* Required action
Return the records word for word. Any pictures in them are not part of the copy.

* Material provided
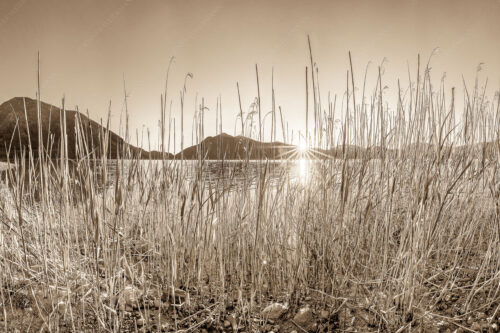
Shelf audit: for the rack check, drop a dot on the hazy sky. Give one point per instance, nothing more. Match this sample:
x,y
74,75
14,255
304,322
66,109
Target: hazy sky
x,y
88,46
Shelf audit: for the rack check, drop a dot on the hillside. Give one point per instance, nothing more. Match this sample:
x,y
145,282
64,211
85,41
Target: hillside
x,y
15,138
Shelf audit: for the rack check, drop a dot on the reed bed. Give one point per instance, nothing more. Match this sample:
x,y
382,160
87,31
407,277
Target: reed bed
x,y
403,236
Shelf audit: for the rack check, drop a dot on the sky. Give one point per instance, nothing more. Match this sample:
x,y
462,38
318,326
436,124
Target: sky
x,y
90,48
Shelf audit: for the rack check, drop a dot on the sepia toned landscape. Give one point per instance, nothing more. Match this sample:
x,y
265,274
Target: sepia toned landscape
x,y
375,208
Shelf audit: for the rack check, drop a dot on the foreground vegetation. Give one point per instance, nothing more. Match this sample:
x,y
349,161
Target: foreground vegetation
x,y
409,240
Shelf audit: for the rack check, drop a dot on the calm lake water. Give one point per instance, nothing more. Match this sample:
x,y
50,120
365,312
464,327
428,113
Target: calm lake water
x,y
235,174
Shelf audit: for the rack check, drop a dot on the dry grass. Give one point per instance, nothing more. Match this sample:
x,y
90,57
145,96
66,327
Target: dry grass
x,y
405,240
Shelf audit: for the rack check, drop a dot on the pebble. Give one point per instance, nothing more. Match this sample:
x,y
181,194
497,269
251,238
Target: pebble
x,y
274,311
305,319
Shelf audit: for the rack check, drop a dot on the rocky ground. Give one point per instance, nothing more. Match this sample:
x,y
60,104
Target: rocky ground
x,y
199,310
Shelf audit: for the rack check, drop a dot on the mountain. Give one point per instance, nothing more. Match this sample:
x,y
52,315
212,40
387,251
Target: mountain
x,y
236,148
19,127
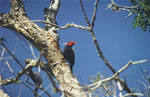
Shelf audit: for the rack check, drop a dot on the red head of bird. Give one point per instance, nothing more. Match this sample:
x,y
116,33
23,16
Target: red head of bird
x,y
70,43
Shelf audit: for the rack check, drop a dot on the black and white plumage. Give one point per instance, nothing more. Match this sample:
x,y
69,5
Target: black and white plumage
x,y
69,53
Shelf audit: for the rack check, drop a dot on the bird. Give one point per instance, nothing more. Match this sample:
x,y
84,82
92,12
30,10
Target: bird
x,y
69,53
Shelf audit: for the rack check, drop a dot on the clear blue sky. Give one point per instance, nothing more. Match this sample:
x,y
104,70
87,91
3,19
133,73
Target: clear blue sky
x,y
118,41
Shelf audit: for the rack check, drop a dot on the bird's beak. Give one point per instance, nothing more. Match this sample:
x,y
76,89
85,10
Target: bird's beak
x,y
64,43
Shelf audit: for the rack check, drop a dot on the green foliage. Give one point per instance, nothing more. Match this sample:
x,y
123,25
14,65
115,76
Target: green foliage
x,y
142,14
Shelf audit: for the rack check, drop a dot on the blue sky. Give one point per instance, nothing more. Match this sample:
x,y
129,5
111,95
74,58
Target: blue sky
x,y
118,41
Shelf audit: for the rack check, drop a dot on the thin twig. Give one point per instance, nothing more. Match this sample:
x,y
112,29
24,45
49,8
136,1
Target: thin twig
x,y
30,88
94,14
85,16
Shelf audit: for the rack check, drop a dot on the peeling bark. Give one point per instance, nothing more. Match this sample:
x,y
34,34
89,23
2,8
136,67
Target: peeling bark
x,y
46,43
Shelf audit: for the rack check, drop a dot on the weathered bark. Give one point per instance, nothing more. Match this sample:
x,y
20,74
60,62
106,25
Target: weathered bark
x,y
46,43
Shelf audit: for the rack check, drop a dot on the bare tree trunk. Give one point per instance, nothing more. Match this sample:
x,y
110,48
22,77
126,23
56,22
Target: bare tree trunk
x,y
46,43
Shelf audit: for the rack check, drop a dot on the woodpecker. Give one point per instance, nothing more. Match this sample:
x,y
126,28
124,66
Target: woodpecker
x,y
69,53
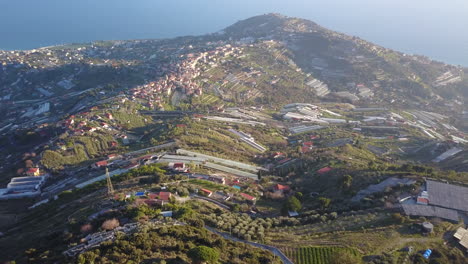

* Task result
Shelf audit: for the rack check, drop a dot on the hazy sky. Give one point per instance, nothing more. Match this sample:
x,y
74,75
14,255
304,322
66,109
Target: hazy sky
x,y
88,46
Shelf audit: for the rack check, drop a dot on the hillside. Give one point per instance, nothing more. Match this sample:
x,y
145,282
64,211
85,41
Target: hillside
x,y
15,138
Shelf audit: for the rack check, drop a dot on the reed bed. Give one point per instance, nothing more. Match this sample:
x,y
382,160
87,31
407,277
Target: reed bed
x,y
403,236
Shelf audit: for the rack check, drop a dot on the sky. Give one point per instance, nothing more. Match this sample:
x,y
462,38
318,326
436,124
Target: sky
x,y
90,48
Shelf audit: for the rack check, drop a dot on the sepia toned landscape. Give one point per instance, nothing more. Match this sample:
x,y
265,274
Target: sepia toned landscape
x,y
375,208
Shelf audit: for the rack check, drop a dot on the foreground vegetation. Give one point per instance, nothing more. Match this sample:
x,y
349,161
Target: foreground vegetation
x,y
409,240
Shelf audit: for the rack check, drop a dot on the calm lake water. Give one point per instance, nothing more. Match this sample:
x,y
50,120
365,312
464,327
428,113
Target: calm lake water
x,y
235,174
Shelf audit: for the rack check, drop a dot on the dry grass. Give one point per instance, nothing more. Match this sample:
x,y
90,57
145,96
66,327
Target: dry grass
x,y
405,240
Shelf audit: for the rack check, drop a dot on the pebble. Give one point per instance, nothing more. Match this sample:
x,y
181,194
497,269
251,238
Target: pebble
x,y
274,311
305,319
Shelf audit: for the rack check, drop a dot on the rocky ground. Give one point per instance, nothing more. Match this sample:
x,y
60,104
Target: rocky ground
x,y
199,310
Shelf audit: for the rack check, drop a dot on the mountain. Give one point per instance, nothing more. Match this sample:
x,y
52,315
212,40
387,251
Target: mountain
x,y
236,148
19,127
Shelf audit: for the rack check, drop a dot on the red head of bird. Give one point per instance, nothing more. Match this sample:
x,y
116,33
23,16
Target: red head of bird
x,y
70,43
Shelf audit: for the rack check, drop a dot on the black and white plumage. Give one point per instance, nothing more. Match this sample:
x,y
69,5
Target: black and white plumage
x,y
69,53
Shelf audit: for the rack check, drop a dot on the bird. Give one point per instance, nothing more. Match this sample:
x,y
84,82
92,12
30,10
Target: bird
x,y
69,53
Shelf audit: for the rack check, drop a dot on the clear blue sky. Give one point per instance, nothing more. Match this sample:
x,y
104,70
87,91
3,19
133,73
Target: clear blue sky
x,y
118,41
Shelf audit: for the rack check, drop a dot on the bird's beak. Give one point per instance, nothing more. Match this sample:
x,y
76,89
85,10
Target: bird's beak
x,y
64,43
Shelf audit: for the rack check, drop a dot on the green foliage. Give one point per instance, nothing more. Match this sample:
x,y
123,25
14,65
115,76
Target: green foliage
x,y
142,14
Shelf audit: for the rack check, drop a dot on the blue sky. Give one point per instance, nothing more. Match this sample:
x,y
129,5
111,95
74,58
Target: blue sky
x,y
118,41
Shelf audit: for the rack check, drop a dot on the thin twig. Give one point per instance, nothing more. Match this sample:
x,y
112,29
24,45
49,8
136,1
Target: thin twig
x,y
30,88
94,14
85,16
Shelf audit: for the rack check, drop a dot on the peeling bark. Give one point per instance, nothing more. Match this sample:
x,y
34,34
89,23
2,8
136,67
Target: peeling bark
x,y
46,43
Shelf audit: for the rack check, drop a dot on the weathered bark. Give one point per instance, nothing more. Match this sample:
x,y
20,74
60,62
106,25
Target: weathered bark
x,y
46,43
Shelf audit: for the rack check, drop a dot on the bare tree trunk. Give one point per instance, nothing more. Match this sample:
x,y
110,48
22,77
126,23
56,22
Target: bare tree trunk
x,y
46,43
Shelf audit: for the rack check, drop a dot on the woodpecker. Give one point per instance, nothing more. Match this sample:
x,y
126,28
124,66
Target: woodpecker
x,y
69,53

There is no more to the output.